__What is asked__
1/ Answer these questions using the forum thread:
(a) In what year did the first poster graduate?
(b) What progression does BosonMichael call natural for most IT techs?
(c) What does greenbrucelee say should be the starting point?
2/ Please copy everything in the forum thread from "If you're looking" down to "a network engineer.", swapping "work experience" for "hands-on experience".

··· Supplied passage ···

# Want to become A Network Engineer



## stephenrossiter (Feb 9, 2012)

Hi All

I get down to the chase. I graduated with Bsc in IT Management in 2003. I still have found myself dwelling within first level support since, as everytime I try to get a job to move up the Ladder I am told the same old thing I have not enough experience. How can I get this if not given the opportunity of higher levels of Support that just first level. I decided a few years ago to try the certification route. I have so far obtained Comptia A+ in 2008 and MCDST (Microsoft Certified Desktop Support Technician) 2009.Then in 2009 was also made reduntant and have not found a IT role since, just working in a first line helpdesk for a certain Retailer . In my spare time currently studing via online for a MCITP (Based on Windows 7), have already passed the first of two exams for this. I really want to move up the ladder ,what certs or paths should I take if I want to become Network Engineer from Here? All advice welcome.


----------



## 2xg (Aug 5, 2009)

Welcome to TSF,

I have moved your Thread to the appropriate Forum.

Good luck to your career.


----------



## JMPC (Jan 15, 2011)

If you're looking to get into networking look at the Cisco certifications. While certs are nice to have and may help you get a foot in the door, actual work experience is what most employers will be looking for. 

Given the amount of experience you've probably gained, I'm not sure why you're unable to find anything past tier 1 support. At the very least you should be able to move up to a tier II or tier III position somewhere.

Depending on where you live you may be able to find junior positions as a network engineer.


----------



## BosonMichael (Nov 1, 2011)

I disagree with the previous poster. Cisco certifications are for people who are already doing network administration... not people who want to get into network administration. What I would recommend is to finish up your MCITP (and knock out Network+ as well if you want). 

You're trying to jump up too many rungs of the IT career ladder at once. The natural progression for most IT techs is typically desktop support -> server administrator -> network administrator. So how do you get the experience to get to the next level? What I would recommend is to make a lateral shift to a desktop admin position where you are also allowed to assist the server admin staff in doing light server administration. This experience will give you the knowledge to knock out the MCSA/MCSE or MCITP on Server 2008 certifications... which you can then use to become a full-fledged server administrator (if not in that company, then in another).

Once you become a server admin, try to get some experience assisting the network admin staff in doing network administration. As soon as you're allowed to start touching Cisco gear (or asked to learn about it), knock out the CCENT/CCNA, which will eventually enable you to become a full-time network administrator.

Keep trying to jump too far at once, and you'll keep falling. Take one step at a time, and you will surely get there.


----------



## greenbrucelee (Apr 24, 2007)

as above.

No one walks into a network engineer role especially in these hard economic times regardless of how well qualified you are.

You need to start at the bottom and get some experience.

Experience is king in IT not a bunch of qualifications and the CCNA is designed for people who already work with cisco kit.

The A+ and N+ should be your starting point and get as much experience as you can.


----------



## BosonMichael (Nov 1, 2011)

greenbrucelee said:


> You need to start at the bottom and get some experience.


To be fair, the OP already _has_ started at the bottom, and he _has_ several years of experience. The problem is in the type of experience that he has: _all_ of his experience is in entry-level IT work, and that's why he's been unable to advance. To fix that, he should switch to a similar desktop support position, but one where he can start getting that "next-level" experience doing light server administration.


----------



## greenbrucelee (Apr 24, 2007)

my apologies. Sounds like he needs to get a job that will allow him to advance then.


----------

··· Listed records ···

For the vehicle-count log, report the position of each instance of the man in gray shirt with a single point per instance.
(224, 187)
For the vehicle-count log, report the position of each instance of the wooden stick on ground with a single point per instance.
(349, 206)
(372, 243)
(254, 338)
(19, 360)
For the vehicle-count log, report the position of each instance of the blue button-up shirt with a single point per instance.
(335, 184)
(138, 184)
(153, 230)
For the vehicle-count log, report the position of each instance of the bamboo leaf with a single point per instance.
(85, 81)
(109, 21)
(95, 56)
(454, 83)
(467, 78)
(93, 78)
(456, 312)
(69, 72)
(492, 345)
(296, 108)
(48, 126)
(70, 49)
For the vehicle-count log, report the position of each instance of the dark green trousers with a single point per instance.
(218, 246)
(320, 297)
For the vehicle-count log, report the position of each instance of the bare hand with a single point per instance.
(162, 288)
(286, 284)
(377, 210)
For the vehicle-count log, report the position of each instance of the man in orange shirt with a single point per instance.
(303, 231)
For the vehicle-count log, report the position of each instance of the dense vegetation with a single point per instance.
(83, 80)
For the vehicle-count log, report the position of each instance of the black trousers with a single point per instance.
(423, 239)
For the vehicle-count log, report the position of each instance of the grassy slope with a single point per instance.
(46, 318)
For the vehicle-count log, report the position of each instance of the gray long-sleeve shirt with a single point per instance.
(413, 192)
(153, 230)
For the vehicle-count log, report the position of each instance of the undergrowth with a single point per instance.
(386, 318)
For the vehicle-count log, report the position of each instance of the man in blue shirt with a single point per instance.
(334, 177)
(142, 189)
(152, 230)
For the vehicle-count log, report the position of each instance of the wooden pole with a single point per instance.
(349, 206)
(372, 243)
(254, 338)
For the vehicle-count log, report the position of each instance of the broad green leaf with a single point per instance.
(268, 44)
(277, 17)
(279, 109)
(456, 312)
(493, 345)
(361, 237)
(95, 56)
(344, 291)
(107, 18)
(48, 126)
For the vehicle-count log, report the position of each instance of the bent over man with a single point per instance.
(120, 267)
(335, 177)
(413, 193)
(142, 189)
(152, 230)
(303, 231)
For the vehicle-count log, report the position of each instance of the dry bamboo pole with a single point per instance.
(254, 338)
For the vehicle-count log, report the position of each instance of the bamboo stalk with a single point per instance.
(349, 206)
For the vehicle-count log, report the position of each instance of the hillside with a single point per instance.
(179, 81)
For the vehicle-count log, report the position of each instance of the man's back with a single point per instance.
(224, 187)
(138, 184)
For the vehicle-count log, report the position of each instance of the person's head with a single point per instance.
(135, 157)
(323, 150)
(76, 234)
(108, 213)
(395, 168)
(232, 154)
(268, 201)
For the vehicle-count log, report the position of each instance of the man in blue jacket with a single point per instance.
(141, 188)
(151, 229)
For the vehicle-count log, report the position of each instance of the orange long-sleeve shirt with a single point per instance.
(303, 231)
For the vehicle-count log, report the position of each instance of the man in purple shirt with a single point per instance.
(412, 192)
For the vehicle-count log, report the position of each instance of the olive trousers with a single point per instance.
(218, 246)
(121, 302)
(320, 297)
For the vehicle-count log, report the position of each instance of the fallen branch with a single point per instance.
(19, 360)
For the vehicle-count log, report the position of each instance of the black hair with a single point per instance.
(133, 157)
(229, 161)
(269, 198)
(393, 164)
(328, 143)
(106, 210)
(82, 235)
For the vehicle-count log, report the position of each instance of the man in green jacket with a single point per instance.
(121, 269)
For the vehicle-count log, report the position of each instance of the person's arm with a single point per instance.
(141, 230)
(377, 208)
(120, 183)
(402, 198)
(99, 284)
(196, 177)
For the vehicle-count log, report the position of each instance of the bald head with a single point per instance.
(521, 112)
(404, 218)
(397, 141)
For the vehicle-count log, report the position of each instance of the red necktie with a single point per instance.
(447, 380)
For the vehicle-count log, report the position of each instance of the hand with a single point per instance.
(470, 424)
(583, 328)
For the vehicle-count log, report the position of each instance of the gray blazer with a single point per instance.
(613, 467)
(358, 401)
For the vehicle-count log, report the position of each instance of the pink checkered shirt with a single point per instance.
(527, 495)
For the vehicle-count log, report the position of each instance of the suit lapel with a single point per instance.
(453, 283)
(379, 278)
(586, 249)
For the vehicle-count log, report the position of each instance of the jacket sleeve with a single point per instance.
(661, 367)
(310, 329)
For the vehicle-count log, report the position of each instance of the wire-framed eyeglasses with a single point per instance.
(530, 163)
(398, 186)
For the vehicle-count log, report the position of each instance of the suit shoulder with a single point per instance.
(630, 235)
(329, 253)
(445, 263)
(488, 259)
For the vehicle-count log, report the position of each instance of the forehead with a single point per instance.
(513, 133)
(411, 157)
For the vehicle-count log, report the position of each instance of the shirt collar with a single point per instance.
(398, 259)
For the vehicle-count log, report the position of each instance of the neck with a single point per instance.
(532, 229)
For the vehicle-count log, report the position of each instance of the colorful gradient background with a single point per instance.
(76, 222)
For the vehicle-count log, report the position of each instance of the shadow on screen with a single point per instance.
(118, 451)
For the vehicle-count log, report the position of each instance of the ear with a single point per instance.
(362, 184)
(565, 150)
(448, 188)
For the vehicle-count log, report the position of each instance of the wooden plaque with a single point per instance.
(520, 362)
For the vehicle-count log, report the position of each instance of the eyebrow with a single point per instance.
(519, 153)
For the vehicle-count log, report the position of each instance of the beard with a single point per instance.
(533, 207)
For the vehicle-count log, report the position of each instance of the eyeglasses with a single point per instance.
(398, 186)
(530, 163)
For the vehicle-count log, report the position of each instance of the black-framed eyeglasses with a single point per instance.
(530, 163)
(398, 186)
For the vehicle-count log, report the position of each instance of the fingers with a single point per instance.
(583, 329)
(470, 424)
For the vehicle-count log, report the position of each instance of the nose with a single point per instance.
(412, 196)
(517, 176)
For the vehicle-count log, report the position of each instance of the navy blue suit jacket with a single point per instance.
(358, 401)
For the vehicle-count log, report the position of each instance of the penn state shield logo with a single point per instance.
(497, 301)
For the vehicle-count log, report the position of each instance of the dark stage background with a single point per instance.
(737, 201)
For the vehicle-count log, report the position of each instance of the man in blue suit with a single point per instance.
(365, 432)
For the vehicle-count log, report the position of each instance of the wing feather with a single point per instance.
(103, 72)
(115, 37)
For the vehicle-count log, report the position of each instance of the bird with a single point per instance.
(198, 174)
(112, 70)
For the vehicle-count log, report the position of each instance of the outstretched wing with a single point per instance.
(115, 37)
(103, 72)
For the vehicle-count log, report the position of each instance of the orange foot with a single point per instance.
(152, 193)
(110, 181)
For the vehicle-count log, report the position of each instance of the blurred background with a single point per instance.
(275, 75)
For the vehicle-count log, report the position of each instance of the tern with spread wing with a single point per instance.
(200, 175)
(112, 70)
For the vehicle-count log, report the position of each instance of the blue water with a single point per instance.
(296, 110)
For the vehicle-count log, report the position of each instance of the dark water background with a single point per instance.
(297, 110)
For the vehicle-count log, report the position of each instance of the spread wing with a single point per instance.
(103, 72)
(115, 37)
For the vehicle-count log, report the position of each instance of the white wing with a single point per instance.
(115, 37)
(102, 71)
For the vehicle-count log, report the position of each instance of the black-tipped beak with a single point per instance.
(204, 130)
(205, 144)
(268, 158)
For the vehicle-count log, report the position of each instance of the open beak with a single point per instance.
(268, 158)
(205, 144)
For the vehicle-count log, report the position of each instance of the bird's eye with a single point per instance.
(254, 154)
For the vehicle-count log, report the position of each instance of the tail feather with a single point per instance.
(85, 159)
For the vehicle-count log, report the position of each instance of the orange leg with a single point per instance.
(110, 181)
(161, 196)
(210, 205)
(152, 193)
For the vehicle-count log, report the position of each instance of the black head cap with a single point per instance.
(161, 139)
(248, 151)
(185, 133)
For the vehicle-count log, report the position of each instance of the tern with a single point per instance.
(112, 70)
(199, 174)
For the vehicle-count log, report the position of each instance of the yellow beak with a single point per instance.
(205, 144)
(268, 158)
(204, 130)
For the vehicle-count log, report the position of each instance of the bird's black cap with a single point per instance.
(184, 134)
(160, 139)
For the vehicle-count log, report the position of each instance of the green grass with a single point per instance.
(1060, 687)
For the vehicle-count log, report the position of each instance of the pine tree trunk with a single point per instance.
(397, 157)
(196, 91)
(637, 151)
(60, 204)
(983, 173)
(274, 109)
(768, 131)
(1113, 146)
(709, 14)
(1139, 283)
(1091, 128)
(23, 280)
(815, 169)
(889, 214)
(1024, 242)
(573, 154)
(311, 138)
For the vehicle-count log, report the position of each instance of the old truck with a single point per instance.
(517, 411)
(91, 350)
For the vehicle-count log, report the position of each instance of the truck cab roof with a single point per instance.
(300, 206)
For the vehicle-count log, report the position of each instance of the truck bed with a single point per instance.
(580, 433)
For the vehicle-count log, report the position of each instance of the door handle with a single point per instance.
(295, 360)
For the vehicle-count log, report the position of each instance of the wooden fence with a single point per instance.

···

__Results__
1/
(a) 2003
(b) Desktop support, then server administrator, then network administrator.
(c) The A+ and N+.

2/
If you're looking to get into networking look at the Cisco certifications. While certs are nice to have and may help you get a foot in the door, actual hands-on experience is what most employers will be looking for. 

Given the amount of experience you've probably gained, I'm not sure why you're unable to find anything past tier 1 support. At the very least you should be able to move up to a tier II or tier III position somewhere.

Depending on where you live you may be able to find junior positions as a network engineer.